» **Arbeitsaufträge**:
a) Zitieren Sie aus dem Text über die Bauernhochzeit die Stelle von „Schatten (Schießen)“ bis „er zur Dorfgemeinschaft.“.
b) Schreiben Sie den Text über die Bauernhochzeit weiter, beginnend nach seinem letzten Satz.

» **Vorliegender Text**:
· · ·

Bauernhochzeit

Schatten (Schießen)

Ein Freiersmann, der ein Mädchen in dessen Elternhaus besuchte, wurde laufend beobachtet. Kam man dahinter, dass der Bursche zum Abendessen noch bei der Angebeteten war, wurde das Haus von der Dorfjugend eingekreist und es wurde mit Jagdgewehren geschossen. Entweder wurde der Freier vertrieben, oder er musste offen seine Absicht bekennen. Stelle sich der junge Mann, so hatte er eine Ablösung für einen deftigen Umtrunk zu zahlen. Er erhielt dafür einen "Jagdschein", mit dem er im fremden Revier auf die "Pirsch" gehen durfte. Für die Zukunft gehörte er zur Dorfgemeinschaft.

Hochzeitsbitter

Sobald das kirchliche Aufgebot bestellt war, bereitete sich der "Hochtiedsnöger" auf seine Aufgabe vor. Mit dieser Ehre wurde ein Bruder oder ein Nachbar betraut. Er wurde festlich ausgestattet. Sein Fahrrad und Hut wurden mit bunten Papiergierlanden geschmückt. Auch der Stock des "Nögers" war mit roten Rosen und bunten Bändern geschmückt. Die rote Farbe verfügte aus alter Überlieferung über abwehrende Kraft.

· · ·

[Gespeicherte Einträge]
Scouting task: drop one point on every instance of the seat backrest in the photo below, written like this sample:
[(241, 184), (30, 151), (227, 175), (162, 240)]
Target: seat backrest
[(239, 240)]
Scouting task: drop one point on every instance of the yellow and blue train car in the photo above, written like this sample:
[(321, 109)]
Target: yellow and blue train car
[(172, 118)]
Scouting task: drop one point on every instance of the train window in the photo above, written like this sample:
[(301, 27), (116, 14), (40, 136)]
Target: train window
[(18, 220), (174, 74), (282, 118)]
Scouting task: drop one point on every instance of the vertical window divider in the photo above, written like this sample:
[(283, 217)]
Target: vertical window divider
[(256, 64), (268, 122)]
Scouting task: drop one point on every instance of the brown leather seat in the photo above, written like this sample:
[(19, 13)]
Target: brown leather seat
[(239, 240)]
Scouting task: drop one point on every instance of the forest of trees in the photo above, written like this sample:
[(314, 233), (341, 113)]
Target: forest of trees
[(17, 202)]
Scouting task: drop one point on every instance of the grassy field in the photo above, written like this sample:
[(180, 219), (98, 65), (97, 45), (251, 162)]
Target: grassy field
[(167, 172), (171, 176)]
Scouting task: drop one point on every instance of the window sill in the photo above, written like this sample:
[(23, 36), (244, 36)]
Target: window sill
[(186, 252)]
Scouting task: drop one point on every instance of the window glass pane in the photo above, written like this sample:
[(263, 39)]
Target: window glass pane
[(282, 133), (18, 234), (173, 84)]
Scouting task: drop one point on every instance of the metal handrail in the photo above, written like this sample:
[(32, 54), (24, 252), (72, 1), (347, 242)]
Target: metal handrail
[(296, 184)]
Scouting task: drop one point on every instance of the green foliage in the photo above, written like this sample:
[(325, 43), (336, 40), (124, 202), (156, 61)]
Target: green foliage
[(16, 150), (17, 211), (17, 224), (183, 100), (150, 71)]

· · ·

» **Lösungen**:
a)
Schatten (Schießen)

Ein Freiersmann, der ein Mädchen in dessen Elternhaus besuchte, wurde laufend beobachtet. Kam man dahinter, dass der Bursche zum Abendessen noch bei der Angebeteten war, wurde das Haus von der Dorfjugend eingekreist und es wurde mit Jagdgewehren geschossen. Entweder wurde der Freier vertrieben, oder er musste offen seine Absicht bekennen. Stelle sich der junge Mann, so hatte er eine Ablösung für einen deftigen Umtrunk zu zahlen. Er erhielt dafür einen "Jagdschein", mit dem er im fremden Revier auf die "Pirsch" gehen durfte. Für die Zukunft gehörte er zur Dorfgemeinschaft.

b)
Mit einer mit bunten Bändern gezierten Flasche wanderte er los, um alle aufzusuchen, deren Namen er auf einem Zettel hatte. Auf dem weiten Weg stärkte er sich hin und wieder durch ein "Gläschen". Er wurde überall mit Fröhlichkeit begrüßt. Wo er seine Einladung anzubringen hatte, sagte er einen Spruch auf. Dann wurde er gut bewirtet, die Flasche neu gefüllt und sein Stock mit einem weiteren bunten Band geschmückt. Abends berichtete er im Hochzeitshaus vom Ergebnis seiner Fahrt. Es dauerte viele Tage, bis alle Gäste geladen waren.

Spruch von dem Hochtiedsnöger:

Hier sett ick mienen Stock un Stab, dorup lägg ick denn Hout,
denn alle Junggesellen häbbet immer frohen Mout.
Mouder wahret jouen Hund und bind't denn Hanen an,
dat häi mie nich bieten kann.
Stellt de Stöile an de Wand
und gäwet mie äin Gläsken Branntwin in de Hand.
Aber äint will ick ju säggen, ieh möt nich touväl lachen,
wenn ick miene Sake nich gout söll maken.

Güstern oabend wör ick an't studären,
dor wör'n däi Wichter ant faxären.
Dor löit ick dat studären sein
und göng in usen Goarn hin.
So häb ick däi ganze Nacht dann säten
und häb dat studären ganz vergäten.
Doch hüte morgen könn ick alles got
und tröck dann loß mit frischken Mut.
So bünn ick nu koamen bis hierher,
här ick äin Perd hat, dann wör ick hier noch ähr.

Froiher här ick ain wittet Perd,
dat was mehr aß dusend Dahler wert.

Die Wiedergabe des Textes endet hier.